Task goal >>
Copy out the items below again word for word, leaving out the pictures.

[Point annotation dataset items]
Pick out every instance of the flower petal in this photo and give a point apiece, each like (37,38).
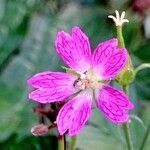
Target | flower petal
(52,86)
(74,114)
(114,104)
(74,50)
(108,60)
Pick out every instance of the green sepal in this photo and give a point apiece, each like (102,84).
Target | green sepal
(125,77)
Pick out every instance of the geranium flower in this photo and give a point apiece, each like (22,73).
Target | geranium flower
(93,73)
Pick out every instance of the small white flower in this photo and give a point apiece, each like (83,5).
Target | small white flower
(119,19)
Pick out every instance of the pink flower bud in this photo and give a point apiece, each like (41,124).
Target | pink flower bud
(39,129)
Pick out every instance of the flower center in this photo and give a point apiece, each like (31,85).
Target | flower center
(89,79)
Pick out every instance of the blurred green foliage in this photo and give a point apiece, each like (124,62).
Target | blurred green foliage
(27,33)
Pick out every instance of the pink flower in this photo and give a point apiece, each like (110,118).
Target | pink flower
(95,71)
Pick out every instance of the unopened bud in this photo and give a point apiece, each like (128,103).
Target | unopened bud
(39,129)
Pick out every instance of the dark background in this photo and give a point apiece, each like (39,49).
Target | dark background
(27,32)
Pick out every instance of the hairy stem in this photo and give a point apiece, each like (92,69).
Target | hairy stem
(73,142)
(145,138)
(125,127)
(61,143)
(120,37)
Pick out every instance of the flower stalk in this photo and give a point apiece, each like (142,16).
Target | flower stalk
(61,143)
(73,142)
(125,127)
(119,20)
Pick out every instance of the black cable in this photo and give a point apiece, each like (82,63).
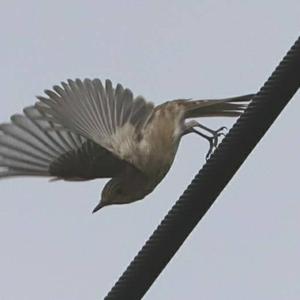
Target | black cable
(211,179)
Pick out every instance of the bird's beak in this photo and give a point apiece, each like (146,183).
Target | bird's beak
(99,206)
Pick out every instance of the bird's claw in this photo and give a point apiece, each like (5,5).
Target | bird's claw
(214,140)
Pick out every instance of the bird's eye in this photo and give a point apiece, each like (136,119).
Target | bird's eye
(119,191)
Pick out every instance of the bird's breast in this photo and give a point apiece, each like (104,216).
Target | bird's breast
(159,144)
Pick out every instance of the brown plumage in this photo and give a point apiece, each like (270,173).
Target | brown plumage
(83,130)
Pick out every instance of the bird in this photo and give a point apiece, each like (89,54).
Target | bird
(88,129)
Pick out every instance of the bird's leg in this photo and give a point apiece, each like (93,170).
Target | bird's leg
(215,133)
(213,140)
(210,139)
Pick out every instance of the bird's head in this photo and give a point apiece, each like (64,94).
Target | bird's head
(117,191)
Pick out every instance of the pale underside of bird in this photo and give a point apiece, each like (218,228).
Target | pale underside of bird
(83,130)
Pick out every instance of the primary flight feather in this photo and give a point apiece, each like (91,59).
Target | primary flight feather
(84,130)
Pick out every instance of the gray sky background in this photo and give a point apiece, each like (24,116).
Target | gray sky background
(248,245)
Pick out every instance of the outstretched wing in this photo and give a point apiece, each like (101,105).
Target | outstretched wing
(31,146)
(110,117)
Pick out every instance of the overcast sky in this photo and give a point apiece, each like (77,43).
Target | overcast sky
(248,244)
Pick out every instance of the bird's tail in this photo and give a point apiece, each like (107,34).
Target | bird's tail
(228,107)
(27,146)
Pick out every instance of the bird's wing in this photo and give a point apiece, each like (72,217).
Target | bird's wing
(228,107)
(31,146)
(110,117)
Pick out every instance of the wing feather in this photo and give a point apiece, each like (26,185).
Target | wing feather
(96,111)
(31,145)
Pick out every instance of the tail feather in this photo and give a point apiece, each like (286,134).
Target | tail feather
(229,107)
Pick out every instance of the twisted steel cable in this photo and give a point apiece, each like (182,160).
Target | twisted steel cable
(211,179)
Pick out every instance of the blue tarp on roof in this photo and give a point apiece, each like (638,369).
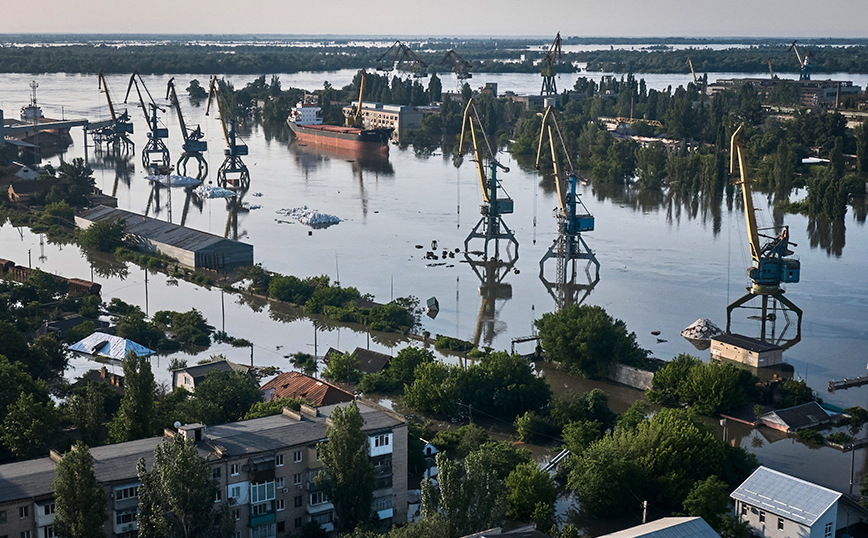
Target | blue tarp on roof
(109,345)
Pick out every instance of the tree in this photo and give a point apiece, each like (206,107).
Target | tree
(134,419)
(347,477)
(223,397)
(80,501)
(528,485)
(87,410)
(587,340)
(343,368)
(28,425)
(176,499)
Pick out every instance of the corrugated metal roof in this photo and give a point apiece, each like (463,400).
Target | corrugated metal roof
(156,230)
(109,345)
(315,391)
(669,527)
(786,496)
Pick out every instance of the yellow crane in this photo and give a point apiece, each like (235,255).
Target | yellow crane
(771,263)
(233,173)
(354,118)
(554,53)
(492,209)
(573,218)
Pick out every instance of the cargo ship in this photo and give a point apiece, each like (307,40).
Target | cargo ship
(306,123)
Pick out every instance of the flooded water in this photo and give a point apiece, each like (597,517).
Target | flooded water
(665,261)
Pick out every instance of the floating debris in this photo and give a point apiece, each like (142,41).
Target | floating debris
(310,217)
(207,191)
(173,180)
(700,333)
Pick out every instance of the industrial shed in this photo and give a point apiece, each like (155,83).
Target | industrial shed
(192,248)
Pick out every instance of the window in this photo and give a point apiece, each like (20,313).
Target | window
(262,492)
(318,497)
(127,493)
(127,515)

Result below >>
Pick out every instance of the flower petal in this photo and give a point apiece, each like (37,38).
Target | flower petal
(52,86)
(74,114)
(114,104)
(74,50)
(108,60)
Pick out every instance of the green sepal in this photo and give a point apiece, each like (102,84).
Target | green sepal
(125,77)
Pick out every instance of the geranium flower in this photo and give a point apiece, each like (22,73).
Target | geranium flower
(93,73)
Pick out every instance of the small white flower in this photo and give a point apiece, each like (83,5).
Target | small white flower
(119,19)
Pick out every instance of the pink flower bud in this photo and give a point apiece, each like (41,124).
Target | pink flower bud
(39,129)
Pick out every instance of the flower center in this photo and give a point apiece, each like (31,85).
Target | flower center
(89,79)
Pick out every instance of the blurred green foliage in this photo and give a point apiece, each like (124,62).
Target | blurred green foliage
(27,33)
Pick out every instance of the pink flower in this photo and give a point apiece, each like (110,118).
Target | pink flower
(95,71)
Pick out every instance of the unopened bud in this photo and give a point apiece, each like (128,103).
Target | unopened bud
(39,129)
Pick out every instance of the dark background in this photo and give a point apiece, each like (39,49).
Target | dark background
(27,32)
Pick out every instance of the hairy stem in this photo and give a point apiece, each like (92,69).
Target | hairy stem
(73,142)
(145,138)
(125,127)
(61,143)
(120,37)
Pick out every instance of the flower stalk in this photo and give a point apiece, each like (142,16).
Target | flower stalk
(61,143)
(73,142)
(125,127)
(119,20)
Pick out every instance of the black cable in this photo and give a point apiece, each like (82,63).
Target | black cable
(211,179)
Pick out every instance of the bird's beak in this photo and give a point apiece, each like (146,183).
Target | bird's beak
(99,206)
Pick out every instance of the bird's claw in this photo and give a point apiece, each like (5,5).
Target | bird's claw
(214,140)
Pick out every instance of the bird's eye in this photo and give a point apiece, each like (136,119).
Target | bird's eye
(119,191)
Pick out every instance of the bird's breast in this photo and give a point apiece, each like (104,216).
Target | bird's breast
(159,144)
Pick out every instance of the brown plumage in this photo and give a point apiece, each like (270,173).
Target | brown plumage
(83,130)
Pick out every instance of the bird in this photo and give a point apiece, each like (89,54).
Target | bird
(88,129)
Pick out every instance of the bird's leg in this photo and give a point apiece, each like (93,170).
Target | bird's leg
(215,133)
(213,140)
(210,139)
Pick out every instance of the bird's head in this photo and give a point apiece, each like (64,94).
Target | bird's head
(117,191)
Pick out every instance of the pale underside of bird in this photo and give a point apiece, each like (218,228).
Target | pale underside of bird
(83,130)
Pick out every instance of the primary flight feather in this photo and give a point apiece, each like (91,59).
Target | primary flight feather
(84,130)
Pick out every instance of the gray sky background in this photo and give a point apiece, each like (24,116).
Target | gray sky background
(248,245)
Pick out every instance of the outstretched wing in this photo and give a point apiece, each like (101,105).
Target | outstretched wing
(31,146)
(110,117)
Pick out every instance of the overcast sky in this photo and give a point apiece, each like (77,43).
Target | overcast sky
(248,244)
Pick out every instance of the bird's tail in this photo and give a point apiece, each like (107,34).
Target | bird's tail
(228,107)
(27,146)
Pick out every instance of the bird's wing in this photo and give a point apiece, each like (72,217).
Target | bird's wing
(228,107)
(31,146)
(110,117)
Pick out every instance of the wing feather in this photo and give a point apiece, each like (26,185).
Target | wing feather
(96,111)
(31,145)
Pick out every instance of the tail feather in this photo and give a point apiece, each like (286,134).
Target | tail feather
(229,107)
Pick out every instance of the twisted steel cable in this photo and give a point apiece, each like (182,160).
Target | twisted steel cable
(211,179)
Pick out every instance of the blue tarp on roof in this photo and give a point apiece, each like (638,369).
Target | blue tarp on roof
(109,345)
Pick out every instance of the tree in this photo and give a point apiece, each like (206,107).
Target | tree
(134,419)
(347,477)
(223,397)
(80,501)
(528,485)
(87,410)
(587,340)
(343,368)
(28,425)
(176,499)
Pick out every instance of the corrugated metal roof in this photo and give a point apiece, each like (463,400).
Target | corrugated metal roof
(156,230)
(109,345)
(315,391)
(669,527)
(786,496)
Pick out every instance of the yellow crane in this photo and give a point apiece, each like (235,255).
Target | yellow crane
(771,263)
(233,173)
(354,118)
(554,53)
(492,209)
(573,218)
Pick out every instance of the cargo ship in this photo and give a point apiece, each like (307,40).
Target | cargo ship
(306,123)
Pick out every instance of the flooded water in this photo and give a point apiece, each like (597,517).
Target | flooded water
(665,261)
Pick out every instance of the floating debris in this photo and give a point apiece, each like (142,41).
Target | floating debris
(310,217)
(207,191)
(173,180)
(700,333)
Pick out every instance of the industrial shed in this photo and give a point apiece, each like (155,83).
Target | industrial shed
(192,248)
Pick out every instance of the window in this photo and give a point apiece, each like (20,313).
Target | window
(262,492)
(318,497)
(127,493)
(127,515)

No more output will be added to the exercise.